[Items from a data source]
*** Begin section ***

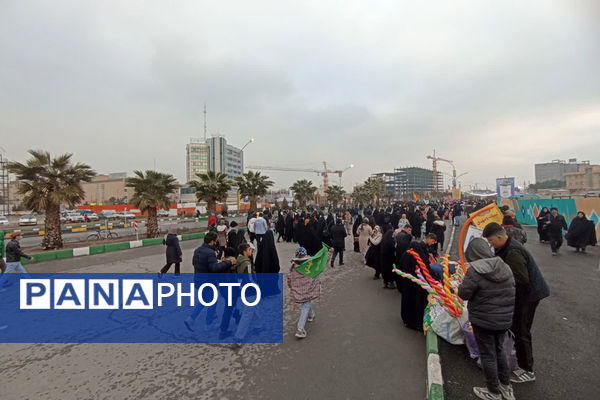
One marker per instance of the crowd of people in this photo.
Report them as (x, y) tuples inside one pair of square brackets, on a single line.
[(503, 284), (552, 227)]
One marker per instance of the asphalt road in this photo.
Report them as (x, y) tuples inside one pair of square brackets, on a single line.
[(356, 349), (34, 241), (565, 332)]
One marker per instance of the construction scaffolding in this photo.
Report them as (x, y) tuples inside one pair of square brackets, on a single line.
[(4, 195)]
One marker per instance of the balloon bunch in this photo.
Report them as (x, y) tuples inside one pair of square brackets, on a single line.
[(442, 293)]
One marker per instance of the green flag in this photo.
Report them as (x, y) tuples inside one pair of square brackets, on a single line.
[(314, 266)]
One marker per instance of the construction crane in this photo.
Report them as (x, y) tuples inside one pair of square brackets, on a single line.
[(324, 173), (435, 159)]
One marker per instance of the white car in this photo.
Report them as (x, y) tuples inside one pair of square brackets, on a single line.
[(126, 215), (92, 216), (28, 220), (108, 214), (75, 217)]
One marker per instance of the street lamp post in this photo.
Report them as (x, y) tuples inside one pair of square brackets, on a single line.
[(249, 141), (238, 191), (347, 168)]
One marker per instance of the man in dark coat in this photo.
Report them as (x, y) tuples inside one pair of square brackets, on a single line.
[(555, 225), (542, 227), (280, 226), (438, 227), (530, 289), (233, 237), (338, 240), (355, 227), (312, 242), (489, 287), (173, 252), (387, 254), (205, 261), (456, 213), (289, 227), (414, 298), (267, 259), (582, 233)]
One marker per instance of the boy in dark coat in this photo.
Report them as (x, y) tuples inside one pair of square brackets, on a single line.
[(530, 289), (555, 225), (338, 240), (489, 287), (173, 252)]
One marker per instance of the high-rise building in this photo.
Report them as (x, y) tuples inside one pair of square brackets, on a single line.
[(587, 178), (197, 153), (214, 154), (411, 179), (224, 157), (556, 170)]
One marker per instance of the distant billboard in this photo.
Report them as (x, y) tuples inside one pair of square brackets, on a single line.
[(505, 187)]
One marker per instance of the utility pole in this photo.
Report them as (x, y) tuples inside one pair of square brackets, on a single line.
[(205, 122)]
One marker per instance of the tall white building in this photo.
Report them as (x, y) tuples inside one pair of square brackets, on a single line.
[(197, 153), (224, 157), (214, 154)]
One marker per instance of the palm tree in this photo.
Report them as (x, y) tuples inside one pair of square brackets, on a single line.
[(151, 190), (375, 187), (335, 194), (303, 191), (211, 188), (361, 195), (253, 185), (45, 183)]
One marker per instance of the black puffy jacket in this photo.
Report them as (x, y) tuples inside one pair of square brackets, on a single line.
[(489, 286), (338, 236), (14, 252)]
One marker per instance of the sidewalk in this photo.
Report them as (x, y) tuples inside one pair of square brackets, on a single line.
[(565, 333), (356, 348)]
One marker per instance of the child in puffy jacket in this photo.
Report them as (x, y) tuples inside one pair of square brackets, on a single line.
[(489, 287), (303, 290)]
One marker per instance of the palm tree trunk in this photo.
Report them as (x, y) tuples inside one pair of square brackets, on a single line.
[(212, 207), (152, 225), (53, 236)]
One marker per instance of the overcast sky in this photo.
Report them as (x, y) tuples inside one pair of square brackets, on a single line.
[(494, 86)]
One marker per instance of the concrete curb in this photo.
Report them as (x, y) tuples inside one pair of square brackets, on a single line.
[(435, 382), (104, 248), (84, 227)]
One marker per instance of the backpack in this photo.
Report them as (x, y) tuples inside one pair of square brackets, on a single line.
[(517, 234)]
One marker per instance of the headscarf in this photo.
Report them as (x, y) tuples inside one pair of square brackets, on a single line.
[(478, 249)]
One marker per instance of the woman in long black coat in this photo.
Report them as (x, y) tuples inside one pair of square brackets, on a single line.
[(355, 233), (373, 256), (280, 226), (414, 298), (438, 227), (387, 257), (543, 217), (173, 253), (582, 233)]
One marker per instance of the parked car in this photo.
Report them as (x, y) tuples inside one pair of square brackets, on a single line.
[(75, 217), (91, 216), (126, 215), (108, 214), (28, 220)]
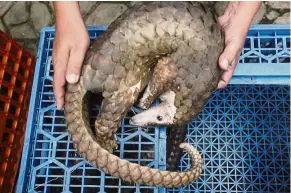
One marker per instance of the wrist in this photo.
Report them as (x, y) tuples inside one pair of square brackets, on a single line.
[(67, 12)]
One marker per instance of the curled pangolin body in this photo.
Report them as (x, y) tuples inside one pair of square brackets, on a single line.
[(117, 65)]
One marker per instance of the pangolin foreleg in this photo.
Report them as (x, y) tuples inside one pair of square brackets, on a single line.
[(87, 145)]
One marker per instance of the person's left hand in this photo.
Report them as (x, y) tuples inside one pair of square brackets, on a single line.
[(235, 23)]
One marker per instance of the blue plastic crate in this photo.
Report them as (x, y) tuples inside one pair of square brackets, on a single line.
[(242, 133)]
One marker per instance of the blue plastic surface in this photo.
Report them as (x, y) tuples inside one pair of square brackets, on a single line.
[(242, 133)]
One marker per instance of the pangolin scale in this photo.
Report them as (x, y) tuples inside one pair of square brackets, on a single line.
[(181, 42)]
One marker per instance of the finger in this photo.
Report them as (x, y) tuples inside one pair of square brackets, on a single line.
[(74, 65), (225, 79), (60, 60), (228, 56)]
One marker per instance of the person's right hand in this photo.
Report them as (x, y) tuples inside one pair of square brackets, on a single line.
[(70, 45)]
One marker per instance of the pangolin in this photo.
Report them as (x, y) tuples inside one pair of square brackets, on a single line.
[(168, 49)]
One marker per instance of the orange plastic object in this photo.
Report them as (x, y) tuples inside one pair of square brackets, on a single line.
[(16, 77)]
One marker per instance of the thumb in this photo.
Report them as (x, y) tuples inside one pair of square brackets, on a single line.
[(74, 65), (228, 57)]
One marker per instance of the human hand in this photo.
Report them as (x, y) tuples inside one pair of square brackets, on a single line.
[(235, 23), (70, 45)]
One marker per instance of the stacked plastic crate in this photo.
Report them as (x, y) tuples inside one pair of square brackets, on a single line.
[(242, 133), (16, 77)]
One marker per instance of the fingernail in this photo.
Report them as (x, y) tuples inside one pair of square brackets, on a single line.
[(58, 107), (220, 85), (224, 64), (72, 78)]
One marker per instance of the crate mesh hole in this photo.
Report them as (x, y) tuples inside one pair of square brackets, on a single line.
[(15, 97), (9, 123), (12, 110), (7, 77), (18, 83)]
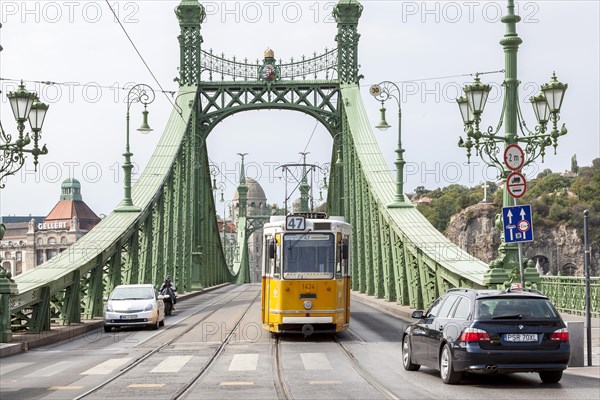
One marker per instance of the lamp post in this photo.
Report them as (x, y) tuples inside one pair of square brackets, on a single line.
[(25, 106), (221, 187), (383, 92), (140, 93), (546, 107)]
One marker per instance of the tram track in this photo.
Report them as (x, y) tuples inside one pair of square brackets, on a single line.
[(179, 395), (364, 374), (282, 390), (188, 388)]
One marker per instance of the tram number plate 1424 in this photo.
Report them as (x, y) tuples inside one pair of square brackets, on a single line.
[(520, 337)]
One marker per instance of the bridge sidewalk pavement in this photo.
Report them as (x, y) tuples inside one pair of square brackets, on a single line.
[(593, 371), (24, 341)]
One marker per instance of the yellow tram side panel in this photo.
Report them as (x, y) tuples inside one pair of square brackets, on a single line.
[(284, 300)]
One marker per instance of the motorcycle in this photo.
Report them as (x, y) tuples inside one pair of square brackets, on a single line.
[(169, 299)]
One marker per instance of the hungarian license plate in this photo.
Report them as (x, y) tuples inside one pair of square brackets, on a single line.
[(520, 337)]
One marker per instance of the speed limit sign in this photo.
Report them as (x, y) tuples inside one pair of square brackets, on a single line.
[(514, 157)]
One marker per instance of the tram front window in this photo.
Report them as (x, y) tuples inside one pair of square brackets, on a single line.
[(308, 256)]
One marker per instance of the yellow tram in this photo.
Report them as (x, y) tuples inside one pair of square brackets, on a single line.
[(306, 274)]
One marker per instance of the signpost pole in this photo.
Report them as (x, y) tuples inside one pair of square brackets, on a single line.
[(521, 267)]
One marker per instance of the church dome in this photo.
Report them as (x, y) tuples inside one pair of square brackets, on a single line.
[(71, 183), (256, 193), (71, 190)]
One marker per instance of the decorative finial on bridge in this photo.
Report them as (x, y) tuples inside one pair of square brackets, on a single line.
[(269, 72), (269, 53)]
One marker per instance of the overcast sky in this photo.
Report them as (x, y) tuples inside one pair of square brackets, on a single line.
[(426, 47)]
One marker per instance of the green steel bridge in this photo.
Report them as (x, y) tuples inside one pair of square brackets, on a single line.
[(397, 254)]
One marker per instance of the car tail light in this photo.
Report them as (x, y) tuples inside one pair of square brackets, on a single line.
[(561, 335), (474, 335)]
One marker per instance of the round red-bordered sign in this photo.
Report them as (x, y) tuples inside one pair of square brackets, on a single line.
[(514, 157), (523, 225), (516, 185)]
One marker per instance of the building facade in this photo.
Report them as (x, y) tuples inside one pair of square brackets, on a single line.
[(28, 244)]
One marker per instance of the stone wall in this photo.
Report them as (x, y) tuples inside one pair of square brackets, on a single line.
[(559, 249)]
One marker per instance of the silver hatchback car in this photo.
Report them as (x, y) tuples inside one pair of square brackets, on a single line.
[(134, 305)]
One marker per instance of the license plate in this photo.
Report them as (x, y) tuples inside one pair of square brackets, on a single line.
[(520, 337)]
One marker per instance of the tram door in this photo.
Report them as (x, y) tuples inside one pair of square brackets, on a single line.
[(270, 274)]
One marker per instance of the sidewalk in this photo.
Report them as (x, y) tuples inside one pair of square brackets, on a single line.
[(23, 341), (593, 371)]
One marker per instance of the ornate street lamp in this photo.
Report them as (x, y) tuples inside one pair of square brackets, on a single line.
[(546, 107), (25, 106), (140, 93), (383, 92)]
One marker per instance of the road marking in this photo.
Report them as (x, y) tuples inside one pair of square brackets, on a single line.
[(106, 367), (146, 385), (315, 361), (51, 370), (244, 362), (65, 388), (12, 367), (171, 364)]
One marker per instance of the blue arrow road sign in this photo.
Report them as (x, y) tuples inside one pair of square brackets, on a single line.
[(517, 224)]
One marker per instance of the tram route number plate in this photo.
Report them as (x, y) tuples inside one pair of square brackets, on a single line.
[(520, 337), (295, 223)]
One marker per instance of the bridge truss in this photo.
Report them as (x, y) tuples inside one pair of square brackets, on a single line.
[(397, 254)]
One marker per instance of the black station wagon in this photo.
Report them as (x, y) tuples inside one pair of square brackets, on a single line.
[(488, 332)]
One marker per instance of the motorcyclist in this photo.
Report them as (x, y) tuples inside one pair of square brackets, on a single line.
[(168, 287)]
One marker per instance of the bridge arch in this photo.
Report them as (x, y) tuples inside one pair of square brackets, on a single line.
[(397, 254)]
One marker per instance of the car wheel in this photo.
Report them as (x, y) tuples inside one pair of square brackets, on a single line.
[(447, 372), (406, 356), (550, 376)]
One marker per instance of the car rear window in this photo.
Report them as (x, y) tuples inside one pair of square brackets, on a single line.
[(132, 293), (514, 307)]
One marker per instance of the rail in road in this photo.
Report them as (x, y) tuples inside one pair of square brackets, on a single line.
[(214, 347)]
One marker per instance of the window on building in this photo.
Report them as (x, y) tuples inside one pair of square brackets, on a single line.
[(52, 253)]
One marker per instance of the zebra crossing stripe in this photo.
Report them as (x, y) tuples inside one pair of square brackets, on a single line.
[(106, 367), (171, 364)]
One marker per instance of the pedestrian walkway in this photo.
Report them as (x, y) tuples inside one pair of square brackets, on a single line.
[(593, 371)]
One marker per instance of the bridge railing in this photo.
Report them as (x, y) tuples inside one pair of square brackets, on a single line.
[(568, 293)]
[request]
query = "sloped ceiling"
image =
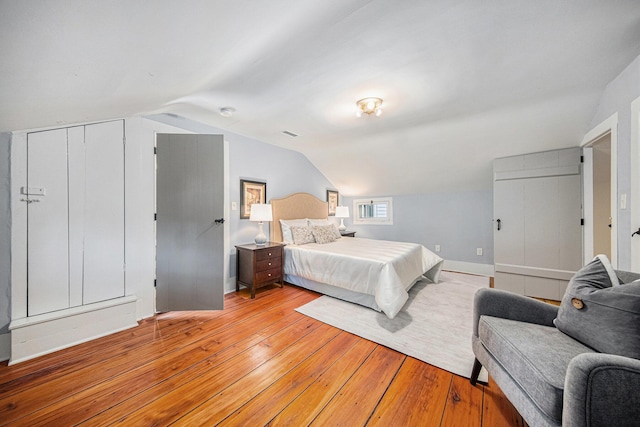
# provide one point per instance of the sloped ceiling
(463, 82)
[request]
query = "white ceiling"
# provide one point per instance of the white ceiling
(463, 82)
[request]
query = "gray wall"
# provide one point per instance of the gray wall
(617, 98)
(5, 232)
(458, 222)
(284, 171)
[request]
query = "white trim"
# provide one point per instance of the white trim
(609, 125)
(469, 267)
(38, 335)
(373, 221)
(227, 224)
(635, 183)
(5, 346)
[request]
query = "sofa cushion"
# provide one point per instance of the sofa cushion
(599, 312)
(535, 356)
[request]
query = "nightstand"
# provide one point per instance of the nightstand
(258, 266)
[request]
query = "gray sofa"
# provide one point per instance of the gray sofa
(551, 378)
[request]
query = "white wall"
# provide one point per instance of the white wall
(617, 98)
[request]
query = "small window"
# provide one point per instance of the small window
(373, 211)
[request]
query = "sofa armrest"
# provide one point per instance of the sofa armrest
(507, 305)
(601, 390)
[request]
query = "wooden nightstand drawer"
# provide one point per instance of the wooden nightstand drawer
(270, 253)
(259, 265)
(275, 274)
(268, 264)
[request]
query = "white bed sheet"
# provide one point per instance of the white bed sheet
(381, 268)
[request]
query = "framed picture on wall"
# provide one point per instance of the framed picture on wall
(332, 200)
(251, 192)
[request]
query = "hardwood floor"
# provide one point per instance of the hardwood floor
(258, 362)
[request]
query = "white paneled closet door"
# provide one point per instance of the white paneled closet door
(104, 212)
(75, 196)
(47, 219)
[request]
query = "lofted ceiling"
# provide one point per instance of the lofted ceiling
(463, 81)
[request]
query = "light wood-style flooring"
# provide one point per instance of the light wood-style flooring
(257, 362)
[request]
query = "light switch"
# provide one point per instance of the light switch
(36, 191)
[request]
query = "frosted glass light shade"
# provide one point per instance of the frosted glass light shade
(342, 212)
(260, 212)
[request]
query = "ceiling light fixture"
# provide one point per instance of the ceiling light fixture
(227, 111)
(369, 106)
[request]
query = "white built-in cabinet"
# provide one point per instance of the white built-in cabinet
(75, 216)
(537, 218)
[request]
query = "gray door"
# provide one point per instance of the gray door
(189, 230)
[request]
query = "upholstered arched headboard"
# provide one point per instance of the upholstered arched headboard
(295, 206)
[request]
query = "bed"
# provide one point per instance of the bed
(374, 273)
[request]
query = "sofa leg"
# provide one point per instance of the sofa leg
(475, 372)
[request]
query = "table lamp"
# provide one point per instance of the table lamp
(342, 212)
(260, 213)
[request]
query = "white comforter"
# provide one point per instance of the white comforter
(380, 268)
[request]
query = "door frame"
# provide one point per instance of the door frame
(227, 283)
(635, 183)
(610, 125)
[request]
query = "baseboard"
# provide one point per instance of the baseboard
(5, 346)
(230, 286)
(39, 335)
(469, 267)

*** End section ***

The task: Your answer must consist only of the lines from the one with "# provide one point per instance of the white comforter" through the final line of the entries, each retyped exactly.

Reply to the task:
# provide one point per instance of the white comforter
(380, 268)
[request]
query = "door frame"
# provide one point per instance of the door frame
(227, 283)
(635, 183)
(610, 125)
[request]
query = "baseboard"
# provide one point per instance of the baseboard
(5, 346)
(230, 286)
(39, 335)
(469, 267)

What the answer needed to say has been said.